• _Exercise objective_:
If a line in the records below contains the word "metal", return that line.

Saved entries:
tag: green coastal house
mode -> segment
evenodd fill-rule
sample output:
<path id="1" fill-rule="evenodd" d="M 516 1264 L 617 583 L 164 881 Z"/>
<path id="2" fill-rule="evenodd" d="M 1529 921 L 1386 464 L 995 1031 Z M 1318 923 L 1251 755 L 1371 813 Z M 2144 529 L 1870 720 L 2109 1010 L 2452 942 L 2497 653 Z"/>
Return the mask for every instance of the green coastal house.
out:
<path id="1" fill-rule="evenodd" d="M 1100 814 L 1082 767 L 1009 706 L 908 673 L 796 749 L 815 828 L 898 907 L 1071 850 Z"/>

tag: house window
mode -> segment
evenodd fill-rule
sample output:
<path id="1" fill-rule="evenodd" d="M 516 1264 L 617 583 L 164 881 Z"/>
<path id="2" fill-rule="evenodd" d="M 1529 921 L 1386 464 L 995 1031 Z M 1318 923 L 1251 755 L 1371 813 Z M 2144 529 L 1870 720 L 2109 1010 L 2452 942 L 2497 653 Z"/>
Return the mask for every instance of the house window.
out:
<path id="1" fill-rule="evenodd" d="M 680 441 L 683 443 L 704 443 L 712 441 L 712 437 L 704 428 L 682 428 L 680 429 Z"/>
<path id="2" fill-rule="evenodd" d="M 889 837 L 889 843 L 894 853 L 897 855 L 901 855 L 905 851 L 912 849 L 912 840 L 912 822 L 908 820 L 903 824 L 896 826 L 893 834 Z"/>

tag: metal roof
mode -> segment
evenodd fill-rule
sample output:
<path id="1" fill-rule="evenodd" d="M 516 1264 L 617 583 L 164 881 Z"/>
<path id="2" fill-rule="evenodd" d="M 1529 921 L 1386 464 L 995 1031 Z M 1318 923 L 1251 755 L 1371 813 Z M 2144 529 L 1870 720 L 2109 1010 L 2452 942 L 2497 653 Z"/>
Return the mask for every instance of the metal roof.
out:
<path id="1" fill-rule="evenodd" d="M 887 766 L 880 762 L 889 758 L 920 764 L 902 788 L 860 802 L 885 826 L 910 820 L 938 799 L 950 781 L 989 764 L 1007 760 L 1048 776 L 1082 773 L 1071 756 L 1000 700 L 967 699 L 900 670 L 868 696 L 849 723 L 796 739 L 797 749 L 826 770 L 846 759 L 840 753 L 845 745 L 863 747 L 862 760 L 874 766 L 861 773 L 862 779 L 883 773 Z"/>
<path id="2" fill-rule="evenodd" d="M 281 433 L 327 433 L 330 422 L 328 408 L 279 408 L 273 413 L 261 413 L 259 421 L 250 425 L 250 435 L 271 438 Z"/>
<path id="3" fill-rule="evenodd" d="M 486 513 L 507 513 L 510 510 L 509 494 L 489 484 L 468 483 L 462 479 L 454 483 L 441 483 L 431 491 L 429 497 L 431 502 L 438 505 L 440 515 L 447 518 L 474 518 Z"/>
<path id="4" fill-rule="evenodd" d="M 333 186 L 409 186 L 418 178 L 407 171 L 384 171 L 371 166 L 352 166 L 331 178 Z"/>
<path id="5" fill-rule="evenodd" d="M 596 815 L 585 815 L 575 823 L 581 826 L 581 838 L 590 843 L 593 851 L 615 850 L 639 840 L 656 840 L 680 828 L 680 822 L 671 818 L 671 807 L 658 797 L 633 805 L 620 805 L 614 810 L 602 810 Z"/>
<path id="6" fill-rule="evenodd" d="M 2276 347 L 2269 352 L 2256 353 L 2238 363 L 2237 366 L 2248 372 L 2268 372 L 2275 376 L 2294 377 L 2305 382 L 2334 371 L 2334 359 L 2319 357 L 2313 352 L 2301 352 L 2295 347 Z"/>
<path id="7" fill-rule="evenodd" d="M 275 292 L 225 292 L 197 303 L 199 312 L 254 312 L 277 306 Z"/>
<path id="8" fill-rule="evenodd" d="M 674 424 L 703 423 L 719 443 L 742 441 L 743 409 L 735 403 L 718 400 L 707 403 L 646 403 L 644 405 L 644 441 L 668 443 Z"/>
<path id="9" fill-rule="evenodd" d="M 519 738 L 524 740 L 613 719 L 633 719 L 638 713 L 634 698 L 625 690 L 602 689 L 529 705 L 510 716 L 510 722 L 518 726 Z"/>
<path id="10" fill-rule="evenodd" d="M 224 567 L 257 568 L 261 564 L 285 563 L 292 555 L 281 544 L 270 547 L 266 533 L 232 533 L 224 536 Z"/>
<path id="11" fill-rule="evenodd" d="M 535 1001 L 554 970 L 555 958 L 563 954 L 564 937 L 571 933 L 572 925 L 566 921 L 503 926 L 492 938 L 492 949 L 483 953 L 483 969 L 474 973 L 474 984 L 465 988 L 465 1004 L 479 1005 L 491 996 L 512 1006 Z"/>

• _Solution for this task_:
tag: metal roof
Return the mask for every instance of the metal roof.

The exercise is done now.